Request: Copy the records below word for word, and leave out the pictures.

Given data:
--- Begin ---

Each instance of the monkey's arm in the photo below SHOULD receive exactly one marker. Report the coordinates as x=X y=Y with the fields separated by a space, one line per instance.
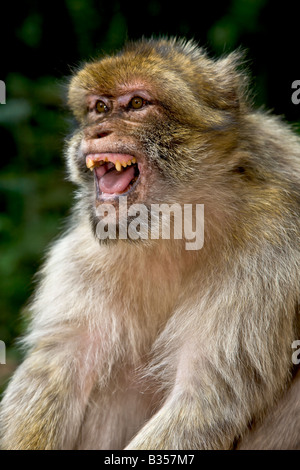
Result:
x=45 y=401
x=233 y=362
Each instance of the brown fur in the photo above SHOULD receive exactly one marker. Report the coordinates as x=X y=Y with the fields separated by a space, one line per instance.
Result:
x=146 y=345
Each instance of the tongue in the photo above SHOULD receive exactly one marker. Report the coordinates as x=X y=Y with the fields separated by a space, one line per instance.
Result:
x=116 y=181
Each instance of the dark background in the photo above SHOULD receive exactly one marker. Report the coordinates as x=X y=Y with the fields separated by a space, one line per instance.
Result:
x=41 y=42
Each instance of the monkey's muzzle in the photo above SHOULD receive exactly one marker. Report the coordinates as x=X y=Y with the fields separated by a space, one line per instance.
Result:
x=115 y=173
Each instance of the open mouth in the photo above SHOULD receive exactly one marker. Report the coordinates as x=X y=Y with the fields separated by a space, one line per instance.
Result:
x=115 y=173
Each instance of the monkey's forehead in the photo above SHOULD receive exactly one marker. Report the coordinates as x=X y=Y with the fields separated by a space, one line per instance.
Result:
x=112 y=75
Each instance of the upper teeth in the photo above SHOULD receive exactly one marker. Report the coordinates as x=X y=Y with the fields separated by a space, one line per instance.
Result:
x=91 y=164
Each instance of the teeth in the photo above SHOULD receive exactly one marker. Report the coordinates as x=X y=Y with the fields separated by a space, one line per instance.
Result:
x=91 y=163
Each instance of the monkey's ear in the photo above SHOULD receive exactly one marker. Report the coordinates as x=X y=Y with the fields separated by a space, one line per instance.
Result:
x=230 y=82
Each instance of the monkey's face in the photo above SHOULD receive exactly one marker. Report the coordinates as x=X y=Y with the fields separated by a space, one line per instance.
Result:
x=148 y=124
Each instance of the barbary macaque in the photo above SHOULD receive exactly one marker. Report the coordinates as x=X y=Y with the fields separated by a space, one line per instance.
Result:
x=141 y=343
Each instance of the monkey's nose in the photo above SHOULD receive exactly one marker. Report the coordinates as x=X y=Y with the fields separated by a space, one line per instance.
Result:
x=97 y=132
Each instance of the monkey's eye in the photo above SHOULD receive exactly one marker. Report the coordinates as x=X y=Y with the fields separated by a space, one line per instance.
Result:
x=137 y=102
x=101 y=107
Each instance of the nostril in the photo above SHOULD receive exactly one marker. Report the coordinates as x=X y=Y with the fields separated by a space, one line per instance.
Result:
x=102 y=134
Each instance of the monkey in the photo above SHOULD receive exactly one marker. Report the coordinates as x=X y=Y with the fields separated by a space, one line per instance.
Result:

--- End ---

Solution for this problem:
Each instance of the monkey's arm in the photo below SHOULD receive exactly one marker. Report the coordinates as x=X y=Y with the fields separated by a space, one line per instance.
Result:
x=45 y=401
x=233 y=362
Each instance of the brown fur in the photo above SHOULD receive exactly one marker. Report the coordinates as x=X y=Y with the fields separated by a space, one line per instance.
Result:
x=146 y=345
Each instance of the tongue in the photo above SHOULD receive exactly one marker. Report the coordinates as x=X y=Y with the fields separated by a space, one line per instance.
Result:
x=116 y=181
Each instance of the dark background in the photo above SHOULD receive exactly one marker. Report the coordinates as x=X y=Y with the fields separated by a space, one line per instance.
Result:
x=41 y=42
Each instance of the monkey's muzzle in the photo above SHOULD receive exactly one marker. Report the coordinates as x=X y=Y with the fields separated by a space, one line per instance.
Result:
x=115 y=173
Each instance of the open mouth in the photo above SHOULD receive exactly one marker. Report the coordinates as x=X y=Y with the fields separated by a space, one line per instance.
Result:
x=115 y=173
Each instance of the monkey's forehead in the photo above SHOULD receive exactly one marker. Report the coordinates as x=X y=Y with the fields separated by a space, one line per instance.
Result:
x=112 y=75
Each instance of the upper teeth in the photo above SHOULD receive exactly one marker. Report the coordinates as x=X y=Y with the fields separated by a space, one line per instance.
Result:
x=91 y=164
Each instance of the teeth in the photo above SHOULD receive exactly one marker. Report the coordinates as x=X y=Y with the fields separated by a space, one line per instance.
Result:
x=91 y=163
Each instance of the monkey's ear in the photo above SHOULD receive exactly one marker. Report the coordinates as x=X y=Y with the fields separated by a space, one line per instance.
Result:
x=230 y=82
Each instance of the monkey's face in the photo above SHOULD receive exactly one marker. Report the coordinates as x=X y=Y with the fields separated by a space, one line per instance.
Result:
x=148 y=124
Each instance of the barbary macaque in the photo above SHOULD receive exactly one marker. Report the coordinates as x=X y=Y with the fields separated by a space, one line per instance.
Result:
x=141 y=343
Each instance of the monkey's nose in the photo above SHOULD receive exactly one marker. Report the coordinates as x=X y=Y with the fields separated by a space, one line per instance.
Result:
x=97 y=132
Each instance of the monkey's eye in the photo above SHOULD receive exactly one marker. Report the coordinates as x=X y=Y with the fields separated by a space, one line per instance.
Result:
x=137 y=102
x=101 y=107
Each instance of the nostril in the photo above SHOULD receive exactly one marker. Report the coordinates as x=X y=Y with the fields separated by a space, one line per instance.
Result:
x=102 y=134
Each instance of the monkey in the photo above SHOULD receive exactly one marker. Report the coordinates as x=X y=Y with the fields separated by a space, one line per instance.
Result:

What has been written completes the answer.